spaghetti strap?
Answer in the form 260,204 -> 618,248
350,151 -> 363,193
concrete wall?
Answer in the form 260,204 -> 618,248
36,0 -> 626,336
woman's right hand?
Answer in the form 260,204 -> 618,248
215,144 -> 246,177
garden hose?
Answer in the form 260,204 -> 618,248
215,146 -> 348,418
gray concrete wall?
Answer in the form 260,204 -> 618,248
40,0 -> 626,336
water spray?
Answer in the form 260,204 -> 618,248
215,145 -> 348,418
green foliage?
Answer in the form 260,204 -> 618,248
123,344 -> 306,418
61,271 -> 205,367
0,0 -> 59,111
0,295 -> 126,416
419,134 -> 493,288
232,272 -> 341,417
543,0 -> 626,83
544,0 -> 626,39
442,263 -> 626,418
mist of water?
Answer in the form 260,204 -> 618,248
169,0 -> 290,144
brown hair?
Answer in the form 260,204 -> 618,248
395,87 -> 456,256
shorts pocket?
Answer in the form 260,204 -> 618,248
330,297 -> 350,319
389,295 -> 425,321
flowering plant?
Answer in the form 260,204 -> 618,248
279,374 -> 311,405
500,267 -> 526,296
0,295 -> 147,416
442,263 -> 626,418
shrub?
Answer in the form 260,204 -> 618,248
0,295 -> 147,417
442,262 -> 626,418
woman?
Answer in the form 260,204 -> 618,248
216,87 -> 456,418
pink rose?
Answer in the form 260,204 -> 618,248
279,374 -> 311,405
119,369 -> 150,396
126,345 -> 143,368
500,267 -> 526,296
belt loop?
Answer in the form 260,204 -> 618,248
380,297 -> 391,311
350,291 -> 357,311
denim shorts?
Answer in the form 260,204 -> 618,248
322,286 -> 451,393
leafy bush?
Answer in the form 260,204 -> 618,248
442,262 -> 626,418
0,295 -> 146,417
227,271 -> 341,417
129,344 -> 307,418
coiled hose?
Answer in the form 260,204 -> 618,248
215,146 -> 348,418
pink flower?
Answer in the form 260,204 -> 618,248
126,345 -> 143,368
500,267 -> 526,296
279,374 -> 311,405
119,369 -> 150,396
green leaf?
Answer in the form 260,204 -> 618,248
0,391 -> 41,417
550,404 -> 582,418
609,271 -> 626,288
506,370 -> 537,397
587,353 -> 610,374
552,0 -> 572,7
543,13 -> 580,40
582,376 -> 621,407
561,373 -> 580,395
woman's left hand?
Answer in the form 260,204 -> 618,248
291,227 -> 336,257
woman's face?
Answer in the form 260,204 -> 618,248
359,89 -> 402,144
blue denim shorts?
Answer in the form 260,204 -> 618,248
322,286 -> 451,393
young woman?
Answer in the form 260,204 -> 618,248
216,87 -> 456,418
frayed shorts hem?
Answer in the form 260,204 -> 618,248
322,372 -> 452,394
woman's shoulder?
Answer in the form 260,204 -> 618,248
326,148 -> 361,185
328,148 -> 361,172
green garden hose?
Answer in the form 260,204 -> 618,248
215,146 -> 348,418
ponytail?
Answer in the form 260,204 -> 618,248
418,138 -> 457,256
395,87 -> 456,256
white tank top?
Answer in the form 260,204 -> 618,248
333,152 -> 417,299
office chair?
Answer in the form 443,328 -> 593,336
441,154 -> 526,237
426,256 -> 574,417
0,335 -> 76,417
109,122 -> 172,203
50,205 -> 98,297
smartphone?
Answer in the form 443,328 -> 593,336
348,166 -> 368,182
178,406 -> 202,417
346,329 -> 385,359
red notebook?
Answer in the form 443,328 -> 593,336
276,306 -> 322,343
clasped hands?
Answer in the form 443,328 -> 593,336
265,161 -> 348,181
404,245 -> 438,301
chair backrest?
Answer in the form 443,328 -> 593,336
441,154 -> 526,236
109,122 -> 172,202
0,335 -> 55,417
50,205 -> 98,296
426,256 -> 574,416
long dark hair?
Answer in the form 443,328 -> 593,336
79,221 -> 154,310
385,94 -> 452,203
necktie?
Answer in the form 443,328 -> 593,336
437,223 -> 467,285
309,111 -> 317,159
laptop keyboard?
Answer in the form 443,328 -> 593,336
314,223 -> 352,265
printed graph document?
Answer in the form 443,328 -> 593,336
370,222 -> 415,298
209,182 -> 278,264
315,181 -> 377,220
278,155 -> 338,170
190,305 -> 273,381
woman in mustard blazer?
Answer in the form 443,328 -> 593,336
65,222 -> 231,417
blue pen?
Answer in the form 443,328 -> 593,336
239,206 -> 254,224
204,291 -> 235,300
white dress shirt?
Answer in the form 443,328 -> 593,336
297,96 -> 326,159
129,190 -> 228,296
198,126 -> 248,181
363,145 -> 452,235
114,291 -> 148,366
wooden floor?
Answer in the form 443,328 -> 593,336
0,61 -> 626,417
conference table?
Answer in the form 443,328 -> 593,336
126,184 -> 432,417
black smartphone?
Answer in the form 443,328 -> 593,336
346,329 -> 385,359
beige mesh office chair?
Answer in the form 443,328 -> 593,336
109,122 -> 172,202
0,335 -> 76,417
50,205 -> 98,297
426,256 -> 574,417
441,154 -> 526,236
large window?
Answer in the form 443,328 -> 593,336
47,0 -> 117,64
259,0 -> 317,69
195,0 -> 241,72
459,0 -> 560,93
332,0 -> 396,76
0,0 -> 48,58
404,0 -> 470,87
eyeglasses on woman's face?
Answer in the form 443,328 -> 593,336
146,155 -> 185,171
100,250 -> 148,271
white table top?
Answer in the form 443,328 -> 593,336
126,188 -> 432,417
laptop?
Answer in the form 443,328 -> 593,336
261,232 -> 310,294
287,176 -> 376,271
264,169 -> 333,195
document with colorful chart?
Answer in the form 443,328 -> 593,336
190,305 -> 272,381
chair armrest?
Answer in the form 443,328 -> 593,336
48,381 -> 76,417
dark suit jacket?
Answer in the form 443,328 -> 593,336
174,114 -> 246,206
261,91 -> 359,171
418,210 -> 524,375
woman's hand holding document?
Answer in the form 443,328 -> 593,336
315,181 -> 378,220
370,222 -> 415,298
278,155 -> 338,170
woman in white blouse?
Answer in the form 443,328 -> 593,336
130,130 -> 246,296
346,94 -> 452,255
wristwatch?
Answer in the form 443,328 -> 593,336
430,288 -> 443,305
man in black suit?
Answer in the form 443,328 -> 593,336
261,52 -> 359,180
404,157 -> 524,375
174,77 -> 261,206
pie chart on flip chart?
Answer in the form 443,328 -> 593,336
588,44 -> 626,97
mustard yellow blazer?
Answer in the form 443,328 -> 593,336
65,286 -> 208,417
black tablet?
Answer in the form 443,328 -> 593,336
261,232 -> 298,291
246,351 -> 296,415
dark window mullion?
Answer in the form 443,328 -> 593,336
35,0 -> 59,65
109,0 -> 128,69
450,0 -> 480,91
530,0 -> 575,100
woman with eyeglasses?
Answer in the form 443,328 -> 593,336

☆ ☆ ☆

PROBLEM: Swap every "Answer in the form" in the rows above for "Reply in the format" and repeat the lines with nothing else altered.

ANSWER TO THIS EXERCISE:
spaghetti strap?
Reply in the format 260,204 -> 618,248
350,151 -> 363,193
concrete wall?
Reply in the format 260,204 -> 618,248
36,0 -> 626,336
woman's right hand?
Reply in the format 260,204 -> 618,248
215,144 -> 246,177
garden hose?
Reply in the format 260,204 -> 618,248
215,146 -> 348,418
gray concrete wall?
Reply in the format 260,204 -> 618,248
40,0 -> 626,336
water spray?
Reply in the format 260,204 -> 618,248
215,145 -> 348,418
green foliage?
Reply in the format 260,204 -> 618,248
123,344 -> 306,418
61,271 -> 205,367
0,0 -> 59,111
0,295 -> 126,416
419,134 -> 493,288
232,272 -> 341,417
543,0 -> 626,83
544,0 -> 626,39
442,263 -> 626,418
mist of water?
Reply in the format 260,204 -> 618,248
169,0 -> 290,144
brown hair?
Reply in the format 260,204 -> 618,248
395,87 -> 456,256
shorts pocket?
Reply in the format 260,204 -> 618,248
330,297 -> 350,319
389,295 -> 425,321
flowering plant?
Reply in the format 260,204 -> 618,248
279,374 -> 311,405
500,267 -> 526,296
0,295 -> 147,416
442,263 -> 626,418
shrub?
Reply in the format 260,204 -> 618,248
0,295 -> 147,417
442,262 -> 626,418
woman?
Reply in the format 260,204 -> 618,248
216,87 -> 456,418
pink rose?
Reply in the format 260,204 -> 618,248
279,374 -> 311,405
119,369 -> 150,396
126,345 -> 143,368
500,267 -> 526,296
belt loop?
Reply in the format 260,204 -> 618,248
380,297 -> 391,311
350,291 -> 357,311
denim shorts?
Reply in the format 260,204 -> 618,248
322,286 -> 451,393
leafy bush?
Reply in the format 260,204 -> 618,248
442,262 -> 626,418
0,295 -> 146,417
227,271 -> 341,417
129,344 -> 307,418
coiled hose?
Reply in the format 260,204 -> 618,248
215,146 -> 348,418
pink flower?
Reply in the format 260,204 -> 618,248
126,345 -> 143,368
500,267 -> 526,296
279,374 -> 311,405
119,369 -> 150,396
green leaf?
Reply in the format 260,204 -> 618,248
0,391 -> 41,417
550,404 -> 582,418
609,271 -> 626,288
506,370 -> 537,397
587,353 -> 610,374
552,0 -> 572,7
543,13 -> 580,40
582,376 -> 621,407
561,373 -> 580,395
woman's left hand?
Reply in the format 260,204 -> 618,248
291,227 -> 336,257
woman's face?
Reply in the format 260,204 -> 618,248
359,89 -> 402,144
blue denim shorts?
Reply in the format 260,204 -> 618,248
322,286 -> 451,393
young woman?
Reply in the format 260,204 -> 618,248
216,87 -> 456,418
frayed shorts hem?
Reply in the format 260,204 -> 618,248
322,372 -> 452,394
woman's shoulder?
Reply in the format 260,204 -> 618,248
326,148 -> 361,185
328,148 -> 361,172
green garden hose?
Reply in the format 260,204 -> 618,248
215,146 -> 348,418
ponytail?
Reply in the format 260,204 -> 618,248
418,138 -> 457,256
395,87 -> 456,256
white tank top?
Reply in the format 260,204 -> 618,248
333,152 -> 417,299
office chair?
Reply in the format 443,328 -> 593,336
441,154 -> 526,237
426,256 -> 574,417
0,335 -> 76,417
109,122 -> 172,203
50,205 -> 98,297
smartphone?
Reply in the format 443,328 -> 593,336
348,166 -> 368,182
178,406 -> 202,417
346,329 -> 385,359
red notebook?
Reply in the format 443,328 -> 593,336
276,306 -> 322,343
clasped hands?
Reply in the format 443,328 -> 593,336
265,161 -> 348,181
404,245 -> 438,301
chair backrest?
Reply in the format 443,328 -> 593,336
441,154 -> 526,236
109,122 -> 172,202
0,335 -> 55,417
50,205 -> 98,296
426,256 -> 574,416
long dark hair?
Reply in the format 443,328 -> 593,336
79,221 -> 154,310
385,94 -> 452,203
necktie?
Reply in the format 443,328 -> 593,336
437,223 -> 467,285
309,111 -> 317,159
laptop keyboard?
Reply in the format 443,328 -> 593,336
314,223 -> 352,265
printed graph document?
Reply in the format 443,328 -> 593,336
370,222 -> 415,298
209,182 -> 278,264
315,181 -> 377,220
278,155 -> 338,170
190,305 -> 273,381
woman in mustard blazer?
Reply in the format 443,328 -> 593,336
65,222 -> 231,417
blue pen?
Reply in the format 443,328 -> 593,336
239,206 -> 254,224
204,291 -> 235,300
white dress shirt?
Reply in the format 443,328 -> 593,336
297,96 -> 326,159
129,190 -> 228,296
198,126 -> 248,181
363,145 -> 452,235
114,291 -> 148,366
wooden floor?
Reply in the format 443,328 -> 593,336
0,61 -> 626,417
conference table?
Reply in the format 443,328 -> 593,336
126,184 -> 432,417
black smartphone?
Reply in the format 443,328 -> 593,336
346,329 -> 385,359
beige mesh office chair?
Reply in the format 443,328 -> 593,336
109,122 -> 172,202
0,335 -> 76,417
50,205 -> 98,297
426,256 -> 574,417
441,154 -> 526,236
large window?
Reply in the format 443,328 -> 593,336
47,0 -> 117,64
259,0 -> 317,69
195,0 -> 241,72
459,0 -> 560,93
332,0 -> 396,76
0,0 -> 48,58
404,0 -> 470,87
eyeglasses on woman's face?
Reply in the format 443,328 -> 593,336
146,155 -> 185,171
100,250 -> 148,271
white table top?
Reply in the format 443,328 -> 593,336
126,188 -> 432,417
laptop?
Reply in the format 443,328 -> 593,336
261,232 -> 310,294
287,176 -> 376,271
264,169 -> 333,195
document with colorful chart?
Reply in the format 443,328 -> 593,336
190,305 -> 272,381
chair armrest?
Reply in the format 443,328 -> 593,336
48,381 -> 76,417
dark suit jacket?
Reply in the format 443,328 -> 593,336
174,114 -> 246,206
261,91 -> 359,171
418,210 -> 524,375
woman's hand holding document?
Reply in the format 443,328 -> 593,336
315,181 -> 378,220
370,222 -> 415,298
278,155 -> 338,170
woman in white blouse?
Reply in the format 443,328 -> 593,336
130,130 -> 246,296
346,94 -> 452,255
wristwatch?
Reply in the format 443,328 -> 593,336
430,288 -> 443,305
man in black suit?
Reply in the format 443,328 -> 593,336
261,52 -> 359,180
404,157 -> 524,375
174,77 -> 261,206
pie chart on flip chart?
Reply in the format 443,328 -> 593,336
588,44 -> 626,97
mustard yellow blazer?
Reply in the format 443,328 -> 593,336
65,286 -> 208,417
black tablet?
Reply in the format 443,328 -> 593,336
261,232 -> 298,291
246,351 -> 296,415
dark window mullion?
Reply in the format 443,328 -> 593,336
35,0 -> 59,65
109,0 -> 128,69
450,0 -> 480,91
530,0 -> 575,100
woman with eyeglasses?
Reply in the format 443,328 -> 593,336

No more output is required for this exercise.